--- Task prompt ---
Copy the data below verbatim from its first line up to and including the line containing "pixel 366 569". Leave out any pictures.

_ _ _ _ _

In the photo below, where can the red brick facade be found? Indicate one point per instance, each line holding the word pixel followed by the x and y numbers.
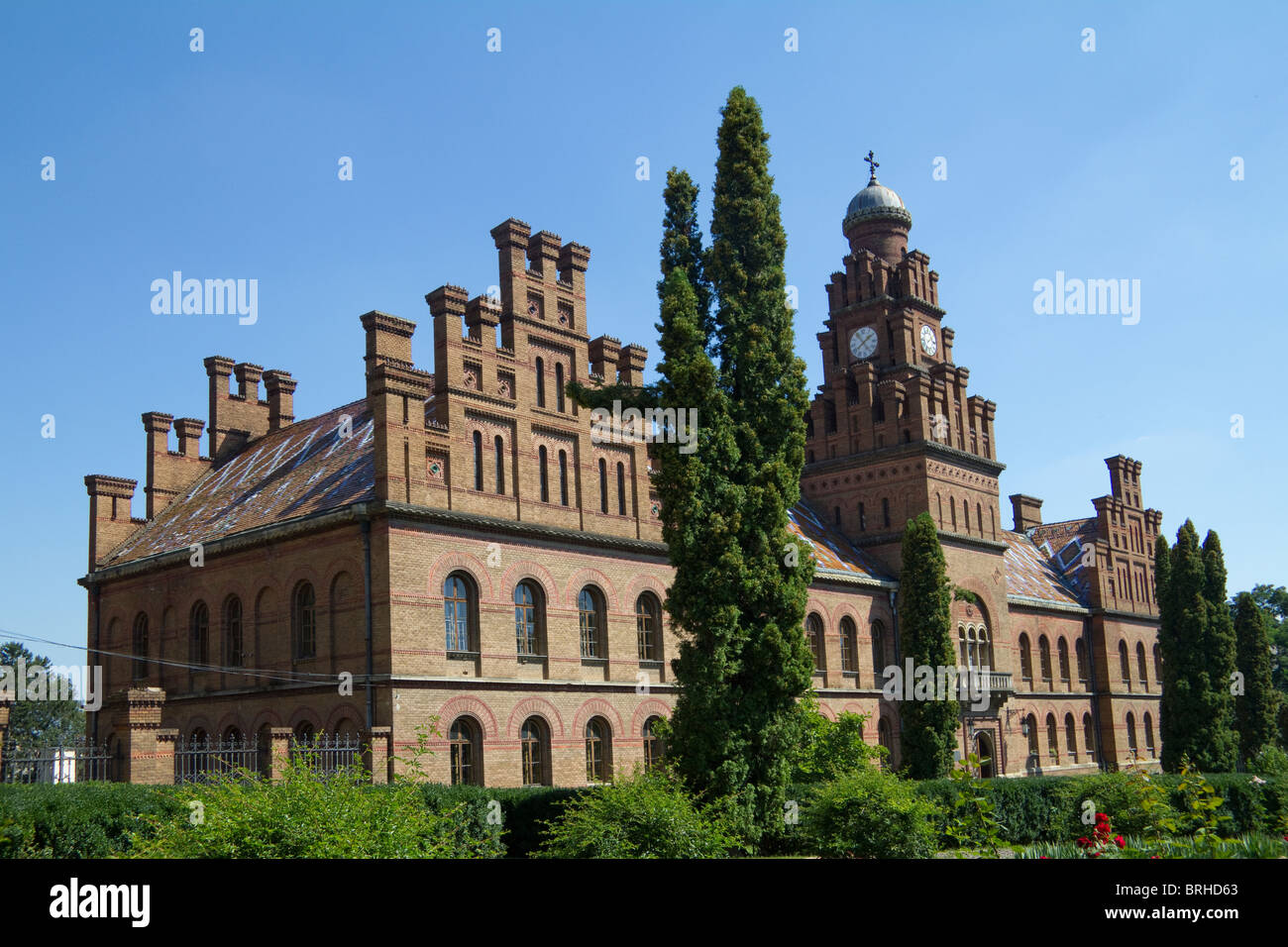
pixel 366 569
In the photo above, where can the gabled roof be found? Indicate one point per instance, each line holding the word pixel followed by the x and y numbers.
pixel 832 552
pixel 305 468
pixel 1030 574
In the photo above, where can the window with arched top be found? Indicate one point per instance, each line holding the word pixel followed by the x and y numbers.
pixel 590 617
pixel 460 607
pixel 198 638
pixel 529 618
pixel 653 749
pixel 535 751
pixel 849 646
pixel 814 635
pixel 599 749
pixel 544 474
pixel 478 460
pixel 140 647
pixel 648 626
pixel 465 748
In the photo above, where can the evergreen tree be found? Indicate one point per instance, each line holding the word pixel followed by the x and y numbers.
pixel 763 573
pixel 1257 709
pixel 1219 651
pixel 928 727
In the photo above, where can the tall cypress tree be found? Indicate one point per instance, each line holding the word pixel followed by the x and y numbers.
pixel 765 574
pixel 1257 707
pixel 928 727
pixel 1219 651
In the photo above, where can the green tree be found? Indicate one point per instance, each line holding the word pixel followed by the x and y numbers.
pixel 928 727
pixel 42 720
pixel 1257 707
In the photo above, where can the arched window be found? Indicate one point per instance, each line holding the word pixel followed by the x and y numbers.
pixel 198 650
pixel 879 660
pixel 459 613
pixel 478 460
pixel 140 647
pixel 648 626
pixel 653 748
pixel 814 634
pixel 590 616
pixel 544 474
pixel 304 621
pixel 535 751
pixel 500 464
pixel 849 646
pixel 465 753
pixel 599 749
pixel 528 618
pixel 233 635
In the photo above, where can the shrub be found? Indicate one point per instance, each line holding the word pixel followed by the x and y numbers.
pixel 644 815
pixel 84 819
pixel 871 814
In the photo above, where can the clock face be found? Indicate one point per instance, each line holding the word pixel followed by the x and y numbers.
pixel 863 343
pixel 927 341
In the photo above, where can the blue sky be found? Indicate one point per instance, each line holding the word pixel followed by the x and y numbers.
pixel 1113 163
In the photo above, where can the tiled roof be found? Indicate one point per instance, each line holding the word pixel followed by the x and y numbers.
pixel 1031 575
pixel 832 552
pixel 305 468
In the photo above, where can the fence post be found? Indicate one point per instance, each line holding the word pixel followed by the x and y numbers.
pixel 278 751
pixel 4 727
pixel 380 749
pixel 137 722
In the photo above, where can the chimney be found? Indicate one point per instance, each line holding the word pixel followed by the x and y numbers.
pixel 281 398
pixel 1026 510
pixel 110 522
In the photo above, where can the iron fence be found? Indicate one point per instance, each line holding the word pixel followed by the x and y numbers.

_ _ _ _ _

--- Exercise output ---
In the photo below, where can the red brick facade be found? Indicate one point per instance, each line holding the word pixel followed by the x and y numbers.
pixel 366 569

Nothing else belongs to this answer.